(Data records)
>>>

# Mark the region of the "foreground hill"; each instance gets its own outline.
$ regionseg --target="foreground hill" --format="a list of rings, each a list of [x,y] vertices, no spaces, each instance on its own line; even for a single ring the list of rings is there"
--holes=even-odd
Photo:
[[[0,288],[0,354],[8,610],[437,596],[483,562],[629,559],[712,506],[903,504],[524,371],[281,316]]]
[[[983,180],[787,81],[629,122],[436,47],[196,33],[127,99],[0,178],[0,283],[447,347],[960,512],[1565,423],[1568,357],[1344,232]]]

<<<
>>>

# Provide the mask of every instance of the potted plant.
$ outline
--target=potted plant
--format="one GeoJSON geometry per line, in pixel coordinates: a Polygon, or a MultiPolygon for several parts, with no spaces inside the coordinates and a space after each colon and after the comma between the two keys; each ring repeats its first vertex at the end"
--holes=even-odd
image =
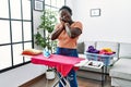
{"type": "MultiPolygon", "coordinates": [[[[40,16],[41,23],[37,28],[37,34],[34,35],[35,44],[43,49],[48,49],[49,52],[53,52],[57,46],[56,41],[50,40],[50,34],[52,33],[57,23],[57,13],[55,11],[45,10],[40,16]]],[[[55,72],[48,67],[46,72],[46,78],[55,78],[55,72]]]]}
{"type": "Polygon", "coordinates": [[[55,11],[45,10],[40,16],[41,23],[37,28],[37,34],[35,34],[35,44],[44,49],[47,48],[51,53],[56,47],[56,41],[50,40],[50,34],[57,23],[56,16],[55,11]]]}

<<<

Return the data lines from the one containing "# Provide the" through the one containing "--target=potted plant", inclusive, reproduced character for character.

Response to the task:
# Provide the mask of every instance of the potted plant.
$ outline
--target=potted plant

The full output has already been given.